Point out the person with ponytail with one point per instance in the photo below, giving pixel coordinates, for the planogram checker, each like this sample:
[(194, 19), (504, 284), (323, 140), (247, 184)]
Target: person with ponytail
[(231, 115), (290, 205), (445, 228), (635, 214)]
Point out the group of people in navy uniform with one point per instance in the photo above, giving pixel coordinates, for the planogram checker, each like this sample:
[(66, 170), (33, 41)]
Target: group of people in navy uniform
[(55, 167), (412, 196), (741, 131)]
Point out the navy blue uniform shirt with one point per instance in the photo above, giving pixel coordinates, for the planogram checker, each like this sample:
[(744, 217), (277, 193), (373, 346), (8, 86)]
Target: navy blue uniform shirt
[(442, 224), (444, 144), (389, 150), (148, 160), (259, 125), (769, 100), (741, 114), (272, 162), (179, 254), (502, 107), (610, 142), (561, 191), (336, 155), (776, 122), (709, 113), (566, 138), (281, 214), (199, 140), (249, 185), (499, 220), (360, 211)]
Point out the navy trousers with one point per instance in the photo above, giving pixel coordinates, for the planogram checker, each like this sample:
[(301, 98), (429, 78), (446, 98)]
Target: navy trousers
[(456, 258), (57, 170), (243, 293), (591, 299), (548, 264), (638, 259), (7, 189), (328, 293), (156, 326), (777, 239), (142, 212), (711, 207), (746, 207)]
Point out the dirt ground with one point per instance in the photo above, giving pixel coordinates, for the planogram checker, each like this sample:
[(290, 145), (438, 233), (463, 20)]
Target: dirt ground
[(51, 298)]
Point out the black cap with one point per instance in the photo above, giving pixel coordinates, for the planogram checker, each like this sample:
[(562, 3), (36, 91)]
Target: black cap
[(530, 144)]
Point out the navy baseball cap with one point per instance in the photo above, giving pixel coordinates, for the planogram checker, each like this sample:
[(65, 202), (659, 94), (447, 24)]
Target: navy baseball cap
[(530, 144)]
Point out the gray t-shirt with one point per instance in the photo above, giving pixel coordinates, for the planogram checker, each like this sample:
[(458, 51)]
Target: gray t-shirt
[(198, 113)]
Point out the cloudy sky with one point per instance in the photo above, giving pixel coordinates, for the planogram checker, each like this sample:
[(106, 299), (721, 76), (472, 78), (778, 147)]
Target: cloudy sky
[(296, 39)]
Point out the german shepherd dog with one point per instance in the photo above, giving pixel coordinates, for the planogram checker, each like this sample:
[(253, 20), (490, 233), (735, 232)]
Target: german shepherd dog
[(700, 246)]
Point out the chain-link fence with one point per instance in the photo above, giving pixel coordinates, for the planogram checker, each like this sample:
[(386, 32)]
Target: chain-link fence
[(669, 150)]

:: WHAT TO PRODUCE ::
In full and word for word, write out the data above.

:: RESULT OF THE TASK ::
Point out the person with ponytail with one point per instance in the photo below, giving pixel coordinates, for the planogram checker, each like this sample:
[(194, 19), (504, 284), (323, 140), (247, 184)]
Target: person with ponytail
[(231, 115), (290, 205), (445, 228), (635, 214)]
Point out the group of people in navy uniform with one point per instance in the photo above, giving pixel coordinates, for the planogram checker, each like this sample:
[(66, 170), (33, 41)]
Target: group of people in navy uniform
[(55, 167), (412, 196), (741, 131)]
Point out the navy blue uniform shirt with one point per instance in the photo above, giving pixel coordinates, for the planogram checker, each like this sample:
[(744, 217), (277, 193), (373, 346), (8, 86)]
Target: navy blue uniform shirt
[(442, 224), (444, 144), (389, 150), (148, 160), (259, 125), (769, 100), (741, 114), (272, 162), (179, 254), (502, 107), (610, 142), (561, 191), (336, 155), (776, 122), (709, 113), (566, 138), (281, 214), (199, 140), (249, 185), (499, 220), (360, 211)]
Point out the navy trousers with one point per instance in the photo above, giving pixel coordinates, for the planogram checker, each like this sample:
[(301, 98), (429, 78), (446, 98)]
Target: navy trousers
[(456, 258), (57, 170), (243, 293), (591, 299), (548, 264), (638, 259), (7, 189), (328, 293), (156, 326), (777, 239), (142, 212), (711, 207), (746, 207)]
Point out the dirt ground with one point per instance in the photo above, giving pixel coordinates, for the planogram checker, each like this sample:
[(290, 145), (438, 233), (463, 20)]
Target: dirt ground
[(51, 298)]
Point out the black cap with one point per instance in the photo above, giving pixel coordinates, for the planogram checker, each like this sample:
[(562, 3), (36, 91)]
Target: black cap
[(530, 144)]
Point out the navy baseball cap with one point per instance in the photo above, giving pixel coordinates, for the planogram checker, each like this sample:
[(65, 202), (659, 94), (447, 24)]
Target: navy baseball cap
[(530, 144)]
Point out the gray t-shirt with one point per instance in the photo above, giving pixel coordinates, for the planogram checker, each like this sample:
[(458, 51)]
Target: gray t-shirt
[(198, 113)]
Point out the cloudy sky with one point per instance in the photo above, giving pixel coordinates, for the planogram checker, each like this sample:
[(106, 299), (721, 76), (472, 78), (778, 147)]
Target: cloudy sky
[(296, 39)]
Point out the german shepherd dog with one point per instance in the photo above, giving pixel coordinates, for the planogram checker, each like this sample:
[(253, 20), (490, 233), (735, 232)]
Target: german shepherd dog
[(700, 246)]
Point out the chain-link fence with one point per instance in the photo above, giving pixel coordinates, for the planogram checker, each like this sample:
[(386, 32)]
Target: chain-link fence
[(669, 150)]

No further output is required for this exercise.